_JOB_: Rewrite the records below, changing every "point per instance" to "one point for each instance" and leaving all other text as it is.
** Begin **
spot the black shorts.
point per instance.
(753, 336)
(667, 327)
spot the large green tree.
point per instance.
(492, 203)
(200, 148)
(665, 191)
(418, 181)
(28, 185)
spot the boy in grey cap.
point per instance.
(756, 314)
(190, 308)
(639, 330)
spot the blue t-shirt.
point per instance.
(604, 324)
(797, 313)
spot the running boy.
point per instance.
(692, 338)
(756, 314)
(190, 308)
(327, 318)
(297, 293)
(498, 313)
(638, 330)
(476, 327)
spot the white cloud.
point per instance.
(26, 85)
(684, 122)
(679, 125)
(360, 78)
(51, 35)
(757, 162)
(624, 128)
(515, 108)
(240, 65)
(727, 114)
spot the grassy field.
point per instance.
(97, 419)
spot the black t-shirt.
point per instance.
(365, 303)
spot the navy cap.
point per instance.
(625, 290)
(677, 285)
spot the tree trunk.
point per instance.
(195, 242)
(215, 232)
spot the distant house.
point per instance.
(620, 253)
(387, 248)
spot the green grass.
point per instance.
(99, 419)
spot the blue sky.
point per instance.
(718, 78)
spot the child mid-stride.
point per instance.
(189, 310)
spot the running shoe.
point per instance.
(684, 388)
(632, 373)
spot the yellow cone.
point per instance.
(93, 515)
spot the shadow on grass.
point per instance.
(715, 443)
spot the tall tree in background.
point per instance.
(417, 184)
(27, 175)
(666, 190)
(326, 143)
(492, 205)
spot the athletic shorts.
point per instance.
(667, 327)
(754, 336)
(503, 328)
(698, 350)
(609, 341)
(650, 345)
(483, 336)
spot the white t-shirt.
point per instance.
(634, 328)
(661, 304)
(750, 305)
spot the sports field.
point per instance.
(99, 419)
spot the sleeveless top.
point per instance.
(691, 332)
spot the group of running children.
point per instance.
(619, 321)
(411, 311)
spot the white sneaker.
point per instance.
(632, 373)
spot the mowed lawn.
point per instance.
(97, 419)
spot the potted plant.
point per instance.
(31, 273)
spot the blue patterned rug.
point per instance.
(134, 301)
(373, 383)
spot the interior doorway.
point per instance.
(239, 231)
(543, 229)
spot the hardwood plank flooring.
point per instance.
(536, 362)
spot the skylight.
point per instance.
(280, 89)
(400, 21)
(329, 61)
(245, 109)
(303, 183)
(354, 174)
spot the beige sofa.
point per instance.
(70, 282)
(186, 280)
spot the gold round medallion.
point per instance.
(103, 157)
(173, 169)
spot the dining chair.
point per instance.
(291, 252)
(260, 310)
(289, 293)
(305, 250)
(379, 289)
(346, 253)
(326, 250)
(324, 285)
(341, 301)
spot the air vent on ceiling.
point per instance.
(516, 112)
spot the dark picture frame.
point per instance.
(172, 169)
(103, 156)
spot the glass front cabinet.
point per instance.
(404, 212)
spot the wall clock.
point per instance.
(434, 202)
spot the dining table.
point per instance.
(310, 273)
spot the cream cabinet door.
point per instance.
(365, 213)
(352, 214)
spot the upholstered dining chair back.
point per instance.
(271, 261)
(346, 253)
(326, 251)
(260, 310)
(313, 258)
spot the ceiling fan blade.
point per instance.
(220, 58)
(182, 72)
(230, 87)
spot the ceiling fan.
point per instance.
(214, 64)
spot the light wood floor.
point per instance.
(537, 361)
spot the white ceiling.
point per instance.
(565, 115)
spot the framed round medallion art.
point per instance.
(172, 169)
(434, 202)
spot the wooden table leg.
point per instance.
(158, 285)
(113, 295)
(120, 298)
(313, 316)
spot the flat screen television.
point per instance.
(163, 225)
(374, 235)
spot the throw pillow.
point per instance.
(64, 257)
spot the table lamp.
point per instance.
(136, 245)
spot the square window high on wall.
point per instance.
** End **
_RESPONSE BELOW_:
spot the black shorts.
one point for each instance.
(753, 336)
(667, 327)
spot the large green tree.
one point for each instance.
(492, 203)
(200, 148)
(665, 191)
(418, 181)
(28, 185)
spot the boy in grey cap.
one point for each instance.
(756, 314)
(190, 308)
(639, 330)
spot the blue t-shirt.
one point for each instance.
(604, 324)
(797, 313)
spot the running boy.
one point for each instance.
(692, 338)
(756, 314)
(190, 308)
(327, 318)
(297, 293)
(498, 313)
(638, 330)
(476, 327)
spot the white cloud.
one point for each instance.
(26, 85)
(684, 122)
(679, 125)
(360, 78)
(51, 35)
(757, 162)
(624, 128)
(515, 108)
(240, 65)
(727, 114)
spot the grassy field.
one point for each instance.
(97, 419)
spot the black t-shirt.
one point for each instance.
(365, 303)
spot the navy cap.
one point for each instance.
(625, 290)
(677, 285)
spot the tree trunk.
one point for each instance.
(195, 242)
(215, 232)
spot the distant house.
one point for each instance.
(620, 253)
(387, 248)
spot the green grass.
one point for each instance.
(99, 419)
spot the blue sky.
one point for each instance.
(718, 78)
spot the child mid-stride.
one point for each instance.
(189, 310)
spot the running shoe.
one point for each instance.
(684, 388)
(632, 373)
spot the yellow cone.
one point for each instance.
(93, 515)
spot the shadow on grass.
one point for each instance.
(715, 443)
spot the tall tree in background.
one point for each instance.
(417, 184)
(27, 175)
(666, 190)
(326, 143)
(492, 205)
spot the athletic shorts.
one point for each instance.
(667, 327)
(754, 336)
(503, 328)
(698, 350)
(609, 341)
(650, 345)
(483, 336)
spot the white t-shirt.
one point for each instance.
(634, 328)
(661, 304)
(750, 305)
spot the sports field.
one point for each instance.
(99, 419)
spot the sleeveless top.
one point for each instance.
(691, 332)
spot the group of running children.
one point for each instance.
(619, 321)
(411, 311)
spot the white sneaker.
one point for each instance.
(632, 373)
spot the mowed lawn.
one point for each instance.
(97, 419)
spot the potted plant.
one point for each instance.
(31, 273)
spot the blue patterned rug.
one point for each instance.
(134, 301)
(373, 383)
spot the interior doorway.
one point for each instance.
(239, 231)
(543, 229)
spot the hardwood plank flooring.
one point for each instance.
(536, 362)
spot the skylight.
one point for each instance.
(280, 89)
(400, 21)
(329, 61)
(245, 109)
(303, 183)
(354, 174)
spot the beige sofa.
one point for each instance.
(70, 282)
(186, 280)
spot the gold round medallion.
one point for each instance.
(103, 157)
(173, 169)
spot the dining chair.
one point for each instance.
(291, 252)
(260, 310)
(289, 293)
(305, 250)
(379, 289)
(346, 253)
(326, 250)
(324, 285)
(341, 301)
spot the air vent on ceiling.
one point for each instance.
(516, 112)
spot the dark picture frame.
one point for each instance.
(172, 169)
(103, 156)
spot the glass front cabinet.
one point for each instance.
(404, 212)
spot the wall clock.
one point for each instance.
(434, 202)
spot the dining table.
one point for each instance.
(310, 273)
spot the cream cabinet door.
one point for each instance.
(365, 213)
(352, 214)
spot the upholstered dining chair back.
one point for each instance.
(271, 261)
(346, 253)
(326, 251)
(260, 310)
(313, 258)
spot the ceiling fan blade.
one point for each instance.
(220, 58)
(182, 72)
(230, 87)
spot the ceiling fan.
one point for each instance.
(214, 64)
spot the light wood floor.
one point for each instance.
(537, 361)
spot the white ceiling.
one point for each instance.
(565, 115)
spot the framed round medallion art.
one point for each instance.
(172, 169)
(434, 202)
spot the wooden table leg.
one point for each instance.
(158, 285)
(113, 295)
(120, 298)
(313, 316)
spot the flat screen television.
one point for each instance.
(163, 225)
(374, 235)
spot the throw pillow.
one point for each instance.
(64, 257)
spot the table lamp.
one point for each instance.
(136, 245)
spot the square window high on wall.
one point for each instance.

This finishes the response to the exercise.